**Exercise instructions**
Rewrite the records below, substituting "precise bounding boxes" for every occurrence of "tight bounding boxes" and leaving everything else unchanged.

**Data listing**
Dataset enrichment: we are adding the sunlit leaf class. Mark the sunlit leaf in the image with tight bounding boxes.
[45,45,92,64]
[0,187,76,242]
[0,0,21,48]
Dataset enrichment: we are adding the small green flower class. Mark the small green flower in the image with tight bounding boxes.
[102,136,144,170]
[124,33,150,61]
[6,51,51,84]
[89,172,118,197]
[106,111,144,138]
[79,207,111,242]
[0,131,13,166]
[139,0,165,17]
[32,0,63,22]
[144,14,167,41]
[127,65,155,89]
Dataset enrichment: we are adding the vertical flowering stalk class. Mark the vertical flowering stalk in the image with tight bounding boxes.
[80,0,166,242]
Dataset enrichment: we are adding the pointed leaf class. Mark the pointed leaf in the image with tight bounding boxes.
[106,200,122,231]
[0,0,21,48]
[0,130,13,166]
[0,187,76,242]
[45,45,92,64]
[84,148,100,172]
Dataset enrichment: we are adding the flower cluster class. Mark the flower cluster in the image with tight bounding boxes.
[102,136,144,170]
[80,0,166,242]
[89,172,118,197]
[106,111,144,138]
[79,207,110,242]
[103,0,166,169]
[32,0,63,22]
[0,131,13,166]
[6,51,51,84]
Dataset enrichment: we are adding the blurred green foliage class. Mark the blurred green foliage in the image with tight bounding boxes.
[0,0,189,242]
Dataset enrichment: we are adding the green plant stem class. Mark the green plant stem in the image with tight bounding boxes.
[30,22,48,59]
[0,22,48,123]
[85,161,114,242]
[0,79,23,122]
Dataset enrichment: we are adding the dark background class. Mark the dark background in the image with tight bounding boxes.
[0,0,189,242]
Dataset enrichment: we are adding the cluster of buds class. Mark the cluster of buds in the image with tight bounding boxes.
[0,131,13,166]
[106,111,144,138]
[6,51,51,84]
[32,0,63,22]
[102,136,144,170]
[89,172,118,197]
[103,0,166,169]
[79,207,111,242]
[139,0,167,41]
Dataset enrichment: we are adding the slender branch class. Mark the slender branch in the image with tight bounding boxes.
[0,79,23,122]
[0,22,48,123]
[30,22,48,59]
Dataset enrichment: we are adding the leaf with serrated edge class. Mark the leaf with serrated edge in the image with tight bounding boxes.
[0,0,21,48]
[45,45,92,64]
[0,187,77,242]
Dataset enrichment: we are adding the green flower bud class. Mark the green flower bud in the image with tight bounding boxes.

**Solution below**
Dataset enrichment: we are adding the sunlit leaf class. Mark the sunlit leaf in the image with precise bounding boxes.
[45,45,92,64]
[0,187,76,242]
[0,0,21,48]
Dataset enrichment: we are adding the small green flower class. Mark the small green flower in the image with precise bounding boxes.
[102,136,144,170]
[124,33,150,61]
[6,51,51,84]
[89,172,118,197]
[106,111,144,138]
[79,207,111,242]
[0,131,13,166]
[139,0,165,17]
[32,0,63,22]
[144,14,167,41]
[127,65,155,89]
Dataset enrichment: we are adding the vertical flowering stalk class. Mark the vertical flowering stalk in the image with precise bounding boxes.
[80,0,166,242]
Dataset enrichment: we are adding the pointed leaf class. Mark the pointed leaf in the image with precise bounding boxes.
[106,200,122,231]
[0,0,21,48]
[0,130,13,166]
[0,187,76,242]
[45,45,92,64]
[84,148,100,172]
Dataset enrichment: we are adding the flower cluster class. Mark the flower cluster in the image with precise bounding boxes.
[102,136,144,170]
[80,0,166,242]
[89,172,118,197]
[106,111,144,138]
[79,207,110,242]
[103,0,166,169]
[32,0,63,22]
[0,131,13,166]
[6,51,51,84]
Dataset enrichment: we are adding the blurred green foliage class. Mark the blurred green foliage in the image with precise bounding boxes.
[0,0,189,242]
Dataset enrichment: we are adding the green plant stem class. Mark the green plant stem in the image with precise bounding boxes.
[30,22,48,59]
[0,22,48,123]
[85,161,114,242]
[0,79,23,122]
Dataset enrichment: we are adding the dark background class. Mark the dark background in the image with precise bounding boxes.
[0,0,189,242]
Dataset enrichment: we are adding the cluster of buds class. Mark the cluster of buds in the image with precise bounding boxes.
[0,131,13,166]
[106,111,144,138]
[6,51,51,84]
[32,0,63,22]
[102,136,144,170]
[89,172,118,197]
[103,0,166,169]
[79,207,111,242]
[139,0,167,41]
Dataset enrichment: we are adding the slender branch class. Mark the slender branch in the image with precise bounding boxes.
[0,79,23,122]
[0,22,48,123]
[30,22,48,59]
Dataset enrichment: we are adding the leaf with serrated edge class. Mark the leaf with serrated edge in the image with precise bounding boxes.
[0,0,21,48]
[45,45,92,64]
[0,187,77,242]
Dataset enrichment: we are adding the green flower bud class. Mark the green flower bud in the image with precise bounding boxes.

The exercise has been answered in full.